Problem description: The records underneath are to be repeated exactly, with the pictures left out.

-------- Records to process --------

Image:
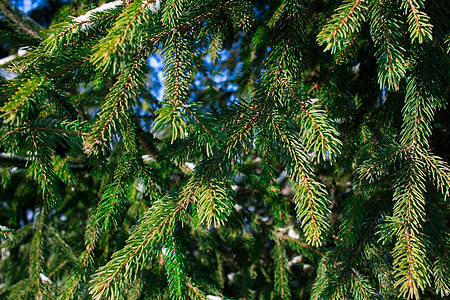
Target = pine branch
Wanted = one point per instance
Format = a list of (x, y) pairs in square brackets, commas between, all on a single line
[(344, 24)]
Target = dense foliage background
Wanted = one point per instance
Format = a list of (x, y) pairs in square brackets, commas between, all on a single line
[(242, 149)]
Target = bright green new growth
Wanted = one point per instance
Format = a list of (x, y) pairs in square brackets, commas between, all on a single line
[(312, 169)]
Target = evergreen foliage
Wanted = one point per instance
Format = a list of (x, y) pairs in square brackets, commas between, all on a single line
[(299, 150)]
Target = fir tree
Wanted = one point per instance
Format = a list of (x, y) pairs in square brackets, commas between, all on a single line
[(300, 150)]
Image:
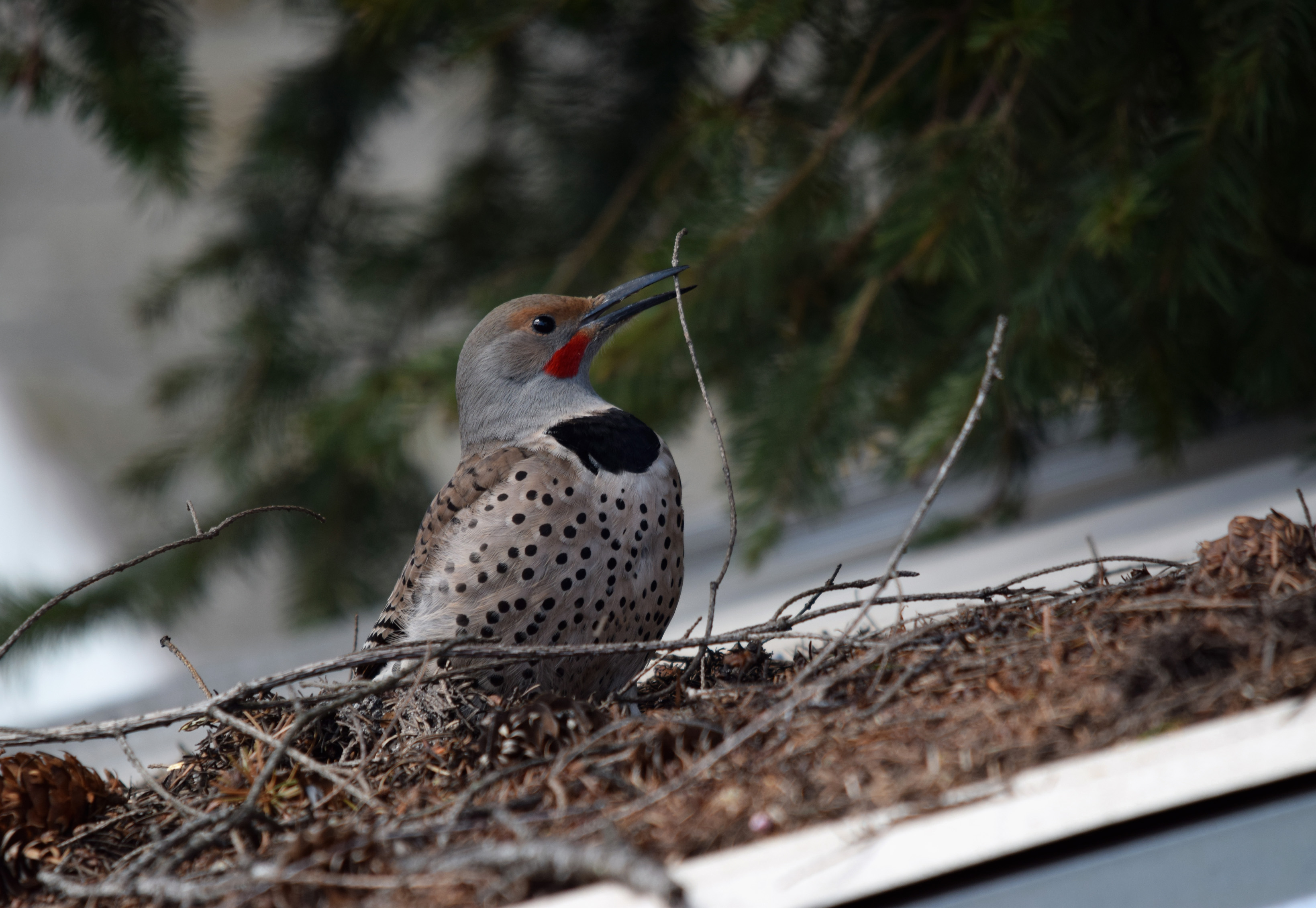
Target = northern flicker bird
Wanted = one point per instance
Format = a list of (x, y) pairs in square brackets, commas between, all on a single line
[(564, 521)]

--------

Worked answer:
Image:
Target = pine branch
Wanted = one point per instance
Format = a list of (x, y) pairs in square brackets, commas between, all on a single line
[(344, 24)]
Target = dense foliage background
Wanted = one point per instance
Format = a list of (x, y) pairs in square brackets, commas between, all on a single line
[(242, 149)]
Target = bright green new growth
Wanted = one point per instance
Format = a list of (x, y) pairs in square brackets, commas between, all on a single line
[(312, 169)]
Target = evergreen foliage
Wanted = one point per instance
Format = a list of (x, y) pairs in square brackets, commas between, all on a single line
[(299, 150)]
Target = fir tree
Wanted = one point per instance
Format = a list of (x, y) pairs in square brackets, commas between, all on a single line
[(300, 150)]
Image:
Target = northern flicker bird
Wanted = one point per instance
Format = a list of (x, y) pairs in square brackets, commas between, all on a single line
[(564, 521)]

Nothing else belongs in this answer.